---------- DATA
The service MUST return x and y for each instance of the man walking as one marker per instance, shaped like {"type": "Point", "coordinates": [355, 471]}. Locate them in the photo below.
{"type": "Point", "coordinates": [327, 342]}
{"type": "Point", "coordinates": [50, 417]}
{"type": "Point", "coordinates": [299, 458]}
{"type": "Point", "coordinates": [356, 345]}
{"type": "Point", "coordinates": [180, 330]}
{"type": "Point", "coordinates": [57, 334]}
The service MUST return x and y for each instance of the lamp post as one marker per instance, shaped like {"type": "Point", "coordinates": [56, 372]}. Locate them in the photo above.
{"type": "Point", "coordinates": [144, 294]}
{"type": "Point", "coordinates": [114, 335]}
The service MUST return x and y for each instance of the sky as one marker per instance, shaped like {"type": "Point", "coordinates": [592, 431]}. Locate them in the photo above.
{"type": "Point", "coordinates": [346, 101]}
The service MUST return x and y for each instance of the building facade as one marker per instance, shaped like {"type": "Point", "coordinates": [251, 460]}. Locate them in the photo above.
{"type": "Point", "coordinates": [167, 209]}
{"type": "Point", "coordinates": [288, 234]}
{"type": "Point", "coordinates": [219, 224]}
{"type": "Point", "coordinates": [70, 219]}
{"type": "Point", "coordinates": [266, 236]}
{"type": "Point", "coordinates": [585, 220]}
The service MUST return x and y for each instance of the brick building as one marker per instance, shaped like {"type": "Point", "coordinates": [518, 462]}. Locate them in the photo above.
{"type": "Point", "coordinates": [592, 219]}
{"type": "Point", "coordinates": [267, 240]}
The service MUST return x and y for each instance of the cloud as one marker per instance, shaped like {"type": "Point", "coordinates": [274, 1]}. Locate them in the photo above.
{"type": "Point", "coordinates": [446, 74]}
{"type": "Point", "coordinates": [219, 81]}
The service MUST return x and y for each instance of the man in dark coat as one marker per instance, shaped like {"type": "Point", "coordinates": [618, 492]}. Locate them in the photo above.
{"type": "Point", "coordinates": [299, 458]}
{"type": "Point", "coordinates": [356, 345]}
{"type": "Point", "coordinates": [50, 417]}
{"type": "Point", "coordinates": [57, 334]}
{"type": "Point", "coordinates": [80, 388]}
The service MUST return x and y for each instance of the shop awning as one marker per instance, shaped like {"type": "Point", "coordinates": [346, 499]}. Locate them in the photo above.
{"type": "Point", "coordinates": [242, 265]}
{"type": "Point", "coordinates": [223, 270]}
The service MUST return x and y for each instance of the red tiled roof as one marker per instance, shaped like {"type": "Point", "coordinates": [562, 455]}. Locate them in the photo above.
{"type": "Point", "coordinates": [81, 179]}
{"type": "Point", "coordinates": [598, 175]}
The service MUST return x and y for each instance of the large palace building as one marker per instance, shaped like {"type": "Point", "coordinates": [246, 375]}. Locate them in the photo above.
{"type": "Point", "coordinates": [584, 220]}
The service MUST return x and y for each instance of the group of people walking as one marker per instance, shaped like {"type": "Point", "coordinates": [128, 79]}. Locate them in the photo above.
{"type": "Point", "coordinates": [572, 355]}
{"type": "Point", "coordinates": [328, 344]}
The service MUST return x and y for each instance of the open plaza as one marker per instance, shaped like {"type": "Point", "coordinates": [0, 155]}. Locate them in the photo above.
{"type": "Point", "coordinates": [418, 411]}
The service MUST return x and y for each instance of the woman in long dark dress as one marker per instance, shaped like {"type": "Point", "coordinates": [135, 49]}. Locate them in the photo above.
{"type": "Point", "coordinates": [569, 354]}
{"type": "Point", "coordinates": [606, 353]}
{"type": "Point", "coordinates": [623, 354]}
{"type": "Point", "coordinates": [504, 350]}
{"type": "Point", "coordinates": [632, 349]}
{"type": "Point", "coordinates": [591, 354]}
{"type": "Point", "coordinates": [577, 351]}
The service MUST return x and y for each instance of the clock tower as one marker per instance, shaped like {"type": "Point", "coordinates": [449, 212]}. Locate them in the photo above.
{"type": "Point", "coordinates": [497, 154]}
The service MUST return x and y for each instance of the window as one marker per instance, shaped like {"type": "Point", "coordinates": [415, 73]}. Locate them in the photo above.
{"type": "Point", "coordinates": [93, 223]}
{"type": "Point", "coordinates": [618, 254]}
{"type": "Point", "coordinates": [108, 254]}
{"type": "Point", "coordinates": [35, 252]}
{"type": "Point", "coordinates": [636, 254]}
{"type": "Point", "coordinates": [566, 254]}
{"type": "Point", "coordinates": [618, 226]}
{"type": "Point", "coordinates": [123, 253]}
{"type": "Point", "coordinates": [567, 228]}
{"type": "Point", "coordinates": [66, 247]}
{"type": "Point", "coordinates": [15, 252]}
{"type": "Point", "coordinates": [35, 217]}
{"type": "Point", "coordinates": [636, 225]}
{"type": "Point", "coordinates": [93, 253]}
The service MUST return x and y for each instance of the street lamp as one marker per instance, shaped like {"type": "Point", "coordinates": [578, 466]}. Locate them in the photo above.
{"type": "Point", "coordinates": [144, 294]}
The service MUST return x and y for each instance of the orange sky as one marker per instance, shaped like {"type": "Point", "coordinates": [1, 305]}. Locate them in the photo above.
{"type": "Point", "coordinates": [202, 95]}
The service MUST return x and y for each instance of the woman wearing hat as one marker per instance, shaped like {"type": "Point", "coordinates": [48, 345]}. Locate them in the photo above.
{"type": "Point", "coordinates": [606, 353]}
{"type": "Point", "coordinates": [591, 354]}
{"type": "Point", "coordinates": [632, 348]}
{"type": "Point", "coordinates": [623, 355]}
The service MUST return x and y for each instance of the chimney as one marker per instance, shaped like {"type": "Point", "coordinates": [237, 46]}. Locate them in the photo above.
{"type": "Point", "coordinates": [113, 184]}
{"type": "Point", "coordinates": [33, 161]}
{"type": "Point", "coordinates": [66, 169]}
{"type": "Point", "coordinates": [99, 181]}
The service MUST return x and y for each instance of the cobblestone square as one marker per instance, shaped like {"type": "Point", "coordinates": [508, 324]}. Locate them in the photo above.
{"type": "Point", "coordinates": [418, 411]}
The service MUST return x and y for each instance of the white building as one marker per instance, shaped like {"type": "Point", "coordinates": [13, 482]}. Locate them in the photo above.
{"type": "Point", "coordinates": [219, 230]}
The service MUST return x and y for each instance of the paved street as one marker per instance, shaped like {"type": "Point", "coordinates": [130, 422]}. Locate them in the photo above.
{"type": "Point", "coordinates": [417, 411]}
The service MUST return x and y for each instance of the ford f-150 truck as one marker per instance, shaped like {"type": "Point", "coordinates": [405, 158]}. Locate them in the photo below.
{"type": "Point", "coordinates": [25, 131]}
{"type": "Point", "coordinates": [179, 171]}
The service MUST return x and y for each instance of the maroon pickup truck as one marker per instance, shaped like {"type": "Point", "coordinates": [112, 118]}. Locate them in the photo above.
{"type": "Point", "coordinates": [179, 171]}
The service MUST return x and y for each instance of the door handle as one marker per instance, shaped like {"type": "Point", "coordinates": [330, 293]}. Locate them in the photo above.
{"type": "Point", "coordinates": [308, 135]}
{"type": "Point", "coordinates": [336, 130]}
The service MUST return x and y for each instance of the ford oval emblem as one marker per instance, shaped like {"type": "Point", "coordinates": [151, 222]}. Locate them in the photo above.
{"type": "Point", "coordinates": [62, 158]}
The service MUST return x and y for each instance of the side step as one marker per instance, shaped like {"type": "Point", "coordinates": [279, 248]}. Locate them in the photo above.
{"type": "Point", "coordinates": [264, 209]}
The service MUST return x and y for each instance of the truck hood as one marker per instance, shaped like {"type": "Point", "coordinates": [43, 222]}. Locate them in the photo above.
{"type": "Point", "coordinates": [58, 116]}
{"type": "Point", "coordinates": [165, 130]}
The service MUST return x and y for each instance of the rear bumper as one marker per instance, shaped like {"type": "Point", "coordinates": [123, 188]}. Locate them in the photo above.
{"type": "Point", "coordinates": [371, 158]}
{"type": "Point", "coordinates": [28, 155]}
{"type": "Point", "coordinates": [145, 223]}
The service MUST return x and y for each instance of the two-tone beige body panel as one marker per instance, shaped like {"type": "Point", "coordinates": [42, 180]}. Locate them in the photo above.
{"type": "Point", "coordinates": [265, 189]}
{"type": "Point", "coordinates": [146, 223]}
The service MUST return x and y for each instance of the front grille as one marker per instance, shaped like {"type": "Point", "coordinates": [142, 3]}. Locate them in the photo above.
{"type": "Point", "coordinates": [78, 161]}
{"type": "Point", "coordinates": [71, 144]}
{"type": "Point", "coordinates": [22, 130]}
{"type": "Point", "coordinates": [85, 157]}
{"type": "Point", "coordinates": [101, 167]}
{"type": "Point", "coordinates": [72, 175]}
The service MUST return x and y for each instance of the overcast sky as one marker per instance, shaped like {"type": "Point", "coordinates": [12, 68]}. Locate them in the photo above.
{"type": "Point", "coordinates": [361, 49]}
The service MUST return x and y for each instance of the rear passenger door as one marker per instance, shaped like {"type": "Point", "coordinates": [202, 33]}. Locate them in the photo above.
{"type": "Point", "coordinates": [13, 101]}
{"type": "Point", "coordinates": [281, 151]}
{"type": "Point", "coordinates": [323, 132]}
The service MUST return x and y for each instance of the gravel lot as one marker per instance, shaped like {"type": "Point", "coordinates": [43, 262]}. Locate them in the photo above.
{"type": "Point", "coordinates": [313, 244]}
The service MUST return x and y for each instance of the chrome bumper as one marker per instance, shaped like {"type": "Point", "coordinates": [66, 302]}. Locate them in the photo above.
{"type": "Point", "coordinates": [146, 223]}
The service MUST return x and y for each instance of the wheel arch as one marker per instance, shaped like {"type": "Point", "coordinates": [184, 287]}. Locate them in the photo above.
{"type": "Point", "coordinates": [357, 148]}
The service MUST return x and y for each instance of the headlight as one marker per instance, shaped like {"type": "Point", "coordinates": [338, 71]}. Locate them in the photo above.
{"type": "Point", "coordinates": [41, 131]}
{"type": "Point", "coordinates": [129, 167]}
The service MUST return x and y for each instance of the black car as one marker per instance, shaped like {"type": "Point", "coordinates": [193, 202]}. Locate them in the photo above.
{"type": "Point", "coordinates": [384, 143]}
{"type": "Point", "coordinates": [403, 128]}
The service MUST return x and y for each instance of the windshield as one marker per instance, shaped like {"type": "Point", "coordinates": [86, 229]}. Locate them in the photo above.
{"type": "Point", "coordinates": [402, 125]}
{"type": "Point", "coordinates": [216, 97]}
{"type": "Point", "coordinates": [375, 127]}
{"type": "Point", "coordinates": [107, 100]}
--------------------
- _TRY IT_: Starting at the line that contains "of the windshield", copy each line exactly through the end of the listing above. Include that first line and the last one, and add nothing.

- _ANSWER_:
The service MUST return x and y for each instance of the windshield as one marker per instance, shaped like {"type": "Point", "coordinates": [86, 229]}. Locate them in the photo above.
{"type": "Point", "coordinates": [402, 125]}
{"type": "Point", "coordinates": [216, 97]}
{"type": "Point", "coordinates": [375, 127]}
{"type": "Point", "coordinates": [107, 100]}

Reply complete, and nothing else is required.